*PROMPT 1*
In the forum thread, where should the PF100's distribution fan control/high limit switch be located?

──────── SUPPLIED TEXT

I bought a ton of pellets from a local distributor and another from Lowes last year.  I bought some from Walmart this year that claimed to be Premiun Hard Woods, but the ash content was much higher that what I had last season.  I am trying a really low ash brand from a stove shop for my current fuel.

So I wonder if any of these three things could be a factor in the burn pot failure:
new ignitor
failed fan limit switch
cheap pellets
(Now the really fun part is going to be getting a service call scheduled. :-S )


----------



## exoilburner (Dec 28, 2011)

Welcome to the forum Ar-ef-bee; good to have another PF100 owner participating here.  Getting to be quite a few of us.  Was curious if your distribution fan control/ HI limit switch is located 11 inches above the top of your furnace cabinet and mounted on center of the duct?  If not you may have to compensate for it being out of position for the factory adjustments.  You may need to have a certified HVAC person adjust it for the correct fan control and high limit set points.  You could copy his settings and how he figured it.  The High Limit adjustment is an important safety feature that will shut down the fuel feed to the furnace if the duct temperature gets too high.

Also this would probably get a better response if you started a new thread.


----------



## Ar-ef-bee (Dec 28, 2011)

Thanks for the prompt reply! I really brought this up here because it seemed to be a pre-cursor to the bubble forming in the pot. 
Actually the fan limit switch is placed exactly as the manual requires is and I didn't fool with the high limit.  I realize how important that is.


----------



## Skippydo (Dec 28, 2011)

Still hard to believe with all the problems with the  burn pot bubble, that this being my 4th year for the PF100,
both mine and my sons, we have not had any issues with the bubble.  
When the burn pot is cleaned, that is the first thing that I check.
I have used various brands to pellets.
Doing something right, praying to the right person....NO, you can't have their name...haha


----------



## wil lanfear (Dec 29, 2011)

Red Devil said:
			
		

> Still hard to believe with all the problems with the  burn pot bubble, that this being my 4th year for the PF100,
> both mine and my sons, we have not had any issues with the bubble.
> When the burn pot is cleaned, that is the first thing that I check.
> I have used various brands to pellets.
> Doing something right, praying to the right person....NO, you can't have their name...haha


   I know that you run your furnace in manual, continuous burn, hmmm, I'm wondering if this might be the reason why you aren't having the issue with the burnpot.


----------



## Ar-ef-bee (Dec 29, 2011)

This may sound odd, but what chimney type and length are you using Red D?  My thought is that back pressure from a long chimney could keep the heat from dissipating in the fire box, causing the steel to heat past it's recommended use.
If your prayers go to the church of the Steelers, that would explain a lot.


----------



## Former Farmer (Dec 29, 2011)

wil said:
			
		

> Red Devil said:
> 
> 
> 
> ...



I agree.  It seems that the more that my unit ignites, the quicker the burn pot cracks.  I still have the finned ignitor.  

Have thought of upgrading to the ignitor that uses the compressor, but after seeing that Wil still has many issues, I don't think that it is worth it.


----------



## Skippydo (Dec 29, 2011)

────────────────

*PROMPT 2*
Change "identify" to "mark" in the entries from the line with "TARGET = dark braided hair" up to and including the line with "(1043, 527)", and give back only those lines with nothing else altered.

──────── SOURCE MATERIAL

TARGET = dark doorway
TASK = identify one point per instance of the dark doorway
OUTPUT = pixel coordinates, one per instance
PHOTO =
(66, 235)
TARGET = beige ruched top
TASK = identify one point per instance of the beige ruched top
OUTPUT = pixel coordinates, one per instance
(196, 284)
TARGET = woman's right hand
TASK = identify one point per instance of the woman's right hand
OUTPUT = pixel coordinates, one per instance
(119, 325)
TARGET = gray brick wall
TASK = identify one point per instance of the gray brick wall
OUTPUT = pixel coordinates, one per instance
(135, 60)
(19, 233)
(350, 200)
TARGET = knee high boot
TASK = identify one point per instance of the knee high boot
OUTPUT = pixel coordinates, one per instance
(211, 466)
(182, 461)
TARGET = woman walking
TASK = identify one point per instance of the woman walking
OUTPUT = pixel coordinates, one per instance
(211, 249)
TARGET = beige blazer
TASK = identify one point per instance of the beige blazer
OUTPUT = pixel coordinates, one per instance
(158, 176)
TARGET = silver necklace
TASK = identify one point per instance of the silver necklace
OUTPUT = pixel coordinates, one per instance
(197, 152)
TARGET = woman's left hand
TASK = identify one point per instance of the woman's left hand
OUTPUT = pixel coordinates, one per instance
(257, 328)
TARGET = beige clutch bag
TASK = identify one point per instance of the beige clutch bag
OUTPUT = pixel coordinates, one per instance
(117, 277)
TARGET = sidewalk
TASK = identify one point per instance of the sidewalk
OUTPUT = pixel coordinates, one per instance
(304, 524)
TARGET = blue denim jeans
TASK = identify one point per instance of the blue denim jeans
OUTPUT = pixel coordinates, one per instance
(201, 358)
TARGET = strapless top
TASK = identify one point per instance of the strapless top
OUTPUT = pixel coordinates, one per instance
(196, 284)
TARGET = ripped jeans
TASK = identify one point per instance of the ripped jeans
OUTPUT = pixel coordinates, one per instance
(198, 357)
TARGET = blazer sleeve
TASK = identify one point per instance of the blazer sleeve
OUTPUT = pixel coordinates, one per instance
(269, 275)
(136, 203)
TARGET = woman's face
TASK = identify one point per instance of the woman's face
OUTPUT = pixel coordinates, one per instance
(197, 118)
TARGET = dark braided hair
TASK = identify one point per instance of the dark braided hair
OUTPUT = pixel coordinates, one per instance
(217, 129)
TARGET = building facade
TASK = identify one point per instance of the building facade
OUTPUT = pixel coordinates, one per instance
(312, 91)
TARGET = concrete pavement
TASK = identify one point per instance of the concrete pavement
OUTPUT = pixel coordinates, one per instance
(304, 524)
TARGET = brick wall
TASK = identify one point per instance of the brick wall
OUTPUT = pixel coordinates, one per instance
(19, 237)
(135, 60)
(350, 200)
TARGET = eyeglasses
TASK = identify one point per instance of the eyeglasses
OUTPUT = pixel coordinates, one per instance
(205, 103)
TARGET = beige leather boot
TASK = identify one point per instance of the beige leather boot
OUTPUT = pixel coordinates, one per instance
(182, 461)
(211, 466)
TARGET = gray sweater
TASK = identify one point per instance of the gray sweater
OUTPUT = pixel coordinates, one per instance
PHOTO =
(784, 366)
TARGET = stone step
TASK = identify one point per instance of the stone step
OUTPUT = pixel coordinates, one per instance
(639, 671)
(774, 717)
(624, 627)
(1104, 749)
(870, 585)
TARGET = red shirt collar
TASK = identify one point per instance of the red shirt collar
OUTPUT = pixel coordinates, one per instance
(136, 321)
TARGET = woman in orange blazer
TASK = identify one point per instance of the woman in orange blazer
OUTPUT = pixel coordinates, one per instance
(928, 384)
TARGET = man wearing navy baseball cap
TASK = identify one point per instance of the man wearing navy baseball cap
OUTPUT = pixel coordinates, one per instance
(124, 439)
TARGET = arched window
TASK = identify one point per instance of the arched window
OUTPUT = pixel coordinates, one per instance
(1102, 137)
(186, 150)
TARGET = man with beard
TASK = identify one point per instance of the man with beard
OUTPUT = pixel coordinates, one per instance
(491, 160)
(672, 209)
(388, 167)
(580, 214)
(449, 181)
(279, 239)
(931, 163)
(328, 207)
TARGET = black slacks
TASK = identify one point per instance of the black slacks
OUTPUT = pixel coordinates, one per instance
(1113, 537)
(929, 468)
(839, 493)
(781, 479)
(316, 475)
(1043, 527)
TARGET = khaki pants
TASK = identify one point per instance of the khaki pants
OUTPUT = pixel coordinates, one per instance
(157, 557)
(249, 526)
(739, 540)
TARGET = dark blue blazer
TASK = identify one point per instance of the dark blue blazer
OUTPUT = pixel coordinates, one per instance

────────────────

*WRITTEN ANSWER 1*
It should be 11 inches above the top of the furnace cabinet, mounted on center of the duct.

*WRITTEN ANSWER 2*
TARGET = dark braided hair
TASK = mark one point per instance of the dark braided hair
OUTPUT = pixel coordinates, one per instance
(217, 129)
TARGET = building facade
TASK = mark one point per instance of the building facade
OUTPUT = pixel coordinates, one per instance
(312, 91)
TARGET = concrete pavement
TASK = mark one point per instance of the concrete pavement
OUTPUT = pixel coordinates, one per instance
(304, 524)
TARGET = brick wall
TASK = mark one point per instance of the brick wall
OUTPUT = pixel coordinates, one per instance
(19, 237)
(135, 60)
(350, 200)
TARGET = eyeglasses
TASK = mark one point per instance of the eyeglasses
OUTPUT = pixel coordinates, one per instance
(205, 103)
TARGET = beige leather boot
TASK = mark one point per instance of the beige leather boot
OUTPUT = pixel coordinates, one per instance
(182, 461)
(211, 466)
TARGET = gray sweater
TASK = mark one point per instance of the gray sweater
OUTPUT = pixel coordinates, one per instance
PHOTO =
(784, 366)
TARGET = stone step
TASK = mark one point per instance of the stone step
OUTPUT = pixel coordinates, one per instance
(639, 671)
(774, 717)
(624, 627)
(1104, 749)
(870, 585)
TARGET = red shirt collar
TASK = mark one point per instance of the red shirt collar
OUTPUT = pixel coordinates, one per instance
(136, 321)
TARGET = woman in orange blazer
TASK = mark one point per instance of the woman in orange blazer
OUTPUT = pixel coordinates, one per instance
(928, 384)
TARGET = man wearing navy baseball cap
TASK = mark one point per instance of the man wearing navy baseball cap
OUTPUT = pixel coordinates, one per instance
(124, 439)
TARGET = arched window
TASK = mark one point per instance of the arched window
OUTPUT = pixel coordinates, one per instance
(1102, 137)
(186, 150)
TARGET = man with beard
TASK = mark one point per instance of the man with beard
OUTPUT = pixel coordinates, one per instance
(491, 160)
(672, 209)
(388, 167)
(580, 214)
(449, 181)
(279, 239)
(931, 163)
(328, 207)
TARGET = black slacks
TASK = mark one point per instance of the black slacks
OUTPUT = pixel coordinates, one per instance
(1113, 537)
(929, 468)
(839, 493)
(781, 479)
(316, 475)
(1043, 527)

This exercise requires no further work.